**Required work**
[a] According to the Raoult's law page below, under what conditions does Raoult's law hold?
[b] How would you render this sentence from the Raoult's law page below in Spanish: "In words, the partial pressure of a component is equal to the liquid mole fraction of the component times its vapor pressure."

**Selected extract**
>>>>>
Dew Your Bubbles Have Flash? Part 1

DOFPro Team

Dew Your Bubbles Have Flash?

Use Raoult’s law to perform vapor-liquid phase equilibria calculations.
Not limited to binaries
Multicomponent systems conforming to Raoult’s law
- Aliphatic hydrocarbon mixtures
- Aromatic hydrocarbon mixtures
Part 1 – The basics and BUBL P and DEW P
Part 2 – BUBL T and DEW T
Part 3 – FLASH and Pxy and Txy diagrams

\(y_i\) – Vapor phase mole fraction

\(x_i\) – Liquid phase mole fraction

Multicomponent Systems

If the vapor phase is an ideal-gas mixture and the liquid phase is an ideal solution then Raoult’s Law holds.

\[ p_\mathrm{A} \equiv y_\mathrm{A}P = x_\mathrm{A}p_\mathrm{A}^*(T) \]

or in terms of species \(i\),

\[ y_{i}P = x_{i}p_{i}^{*}(T) (i=1, 2, 3, .., N) \tag{1}\]

In words, the partial pressure of a component is equal to the liquid mole fraction of the component times its vapor pressure. (If the vapor phase is not an ideal-gas mixture or the liquid phase is not an ideal solution then we are led to the realms of activity coefficients, fugacities and Poynting factors, i.e., the advanced phase equilibria videos)

BUBL, DEW, FLASH

For multicomponent mixtures, five types of calculations are usually performed using Raoult’s law:

BUBL P – Given all \(x_{i}\)’s and \(T\), calculate \(P\) at which the first bubble forms, and \(y_{i}\)’s of the bubble.
BUBL T – Given all \(x_{i}\)’s and \(P\), calculate \(T\) at which the first bubble forms, and \(y_{i}\)’s of the bubble.
DEW P – Given all \(y_{i}\)’s and \(T\), calculate \(P\) at which the first droplet condenses, and \(x_{i}\)’s of the droplet.
DEW T – Given all \(y_{i}\)’s and \(P\), calculate \(T\) at which the first droplet condenses, and \(x_{i}\)’s of the droplet.
FLASH – Given overall composition (\(z_{i}\)’s) and \(T\) and \(P\), calculate \(x_{i}\)’s and \(y_{i}\)’s, and relative amounts of vapor, \(\mathcal{V}\), and liquid, \(\mathcal{L}\).
<<<<<
**Available data**
>>>>>
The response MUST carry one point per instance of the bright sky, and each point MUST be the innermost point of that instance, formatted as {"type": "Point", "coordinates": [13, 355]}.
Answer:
<<<<<
**Expected results**
[a] Raoult's law holds when the vapor phase is an ideal-gas mixture and the liquid phase is an ideal solution.

[b] En palabras, la presión parcial de un componente es igual a la fracción molar del componente en la fase líquida multiplicada por su presión de vapor.